======== Given records

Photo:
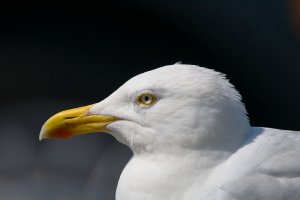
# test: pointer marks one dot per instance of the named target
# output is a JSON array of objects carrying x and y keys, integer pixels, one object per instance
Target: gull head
[{"x": 170, "y": 108}]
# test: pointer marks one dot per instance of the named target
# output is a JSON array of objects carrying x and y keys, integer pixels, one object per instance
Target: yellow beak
[{"x": 73, "y": 122}]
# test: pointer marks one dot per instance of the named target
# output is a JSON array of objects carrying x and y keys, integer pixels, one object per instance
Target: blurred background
[{"x": 59, "y": 55}]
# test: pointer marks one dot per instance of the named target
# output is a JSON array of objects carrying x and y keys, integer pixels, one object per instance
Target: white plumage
[{"x": 195, "y": 141}]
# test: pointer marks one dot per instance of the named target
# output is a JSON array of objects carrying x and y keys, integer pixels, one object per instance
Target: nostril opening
[{"x": 69, "y": 117}]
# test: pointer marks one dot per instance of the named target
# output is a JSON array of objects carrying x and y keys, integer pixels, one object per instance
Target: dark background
[{"x": 57, "y": 55}]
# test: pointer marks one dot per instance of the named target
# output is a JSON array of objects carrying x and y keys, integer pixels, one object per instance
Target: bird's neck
[{"x": 158, "y": 174}]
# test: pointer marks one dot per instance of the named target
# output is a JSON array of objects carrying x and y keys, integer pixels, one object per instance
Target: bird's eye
[{"x": 146, "y": 99}]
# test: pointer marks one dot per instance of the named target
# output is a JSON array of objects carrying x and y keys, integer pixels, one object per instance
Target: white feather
[{"x": 196, "y": 143}]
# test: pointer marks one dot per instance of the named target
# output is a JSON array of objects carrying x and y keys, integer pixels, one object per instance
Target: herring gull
[{"x": 190, "y": 137}]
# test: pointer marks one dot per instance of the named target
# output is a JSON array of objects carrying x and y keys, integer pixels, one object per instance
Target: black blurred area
[
  {"x": 85, "y": 50},
  {"x": 63, "y": 54}
]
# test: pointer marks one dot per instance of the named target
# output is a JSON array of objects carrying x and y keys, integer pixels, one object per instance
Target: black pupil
[{"x": 146, "y": 98}]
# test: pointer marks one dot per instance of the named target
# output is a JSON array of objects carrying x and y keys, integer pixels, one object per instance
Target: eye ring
[{"x": 146, "y": 99}]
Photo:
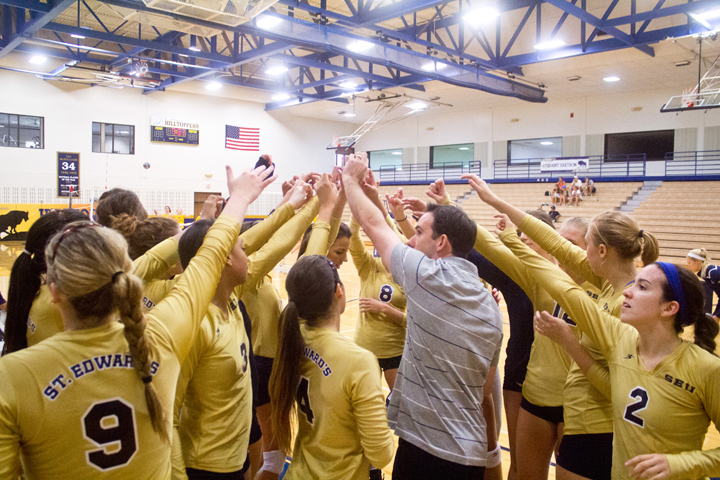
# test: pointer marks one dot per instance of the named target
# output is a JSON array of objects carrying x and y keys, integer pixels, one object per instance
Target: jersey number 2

================

__Exercise details__
Exactly the lines from the one holding "Target: black pupil" through the last line of the entries must be set down, with nothing added and no pictures.

__The completed task__
Target: black pupil
[{"x": 146, "y": 98}]
# test: pointer marks one dot per instance of the named target
# output is a JSON array of objects carrying x and y keys, integer pixels, one object per instance
Target: eye ring
[{"x": 146, "y": 99}]
Photo:
# test: pointer marks one dot per instance of the named target
# output is a JSON array of objects carrying x and y keys, integer pixels, one object per instance
Target: jersey number 2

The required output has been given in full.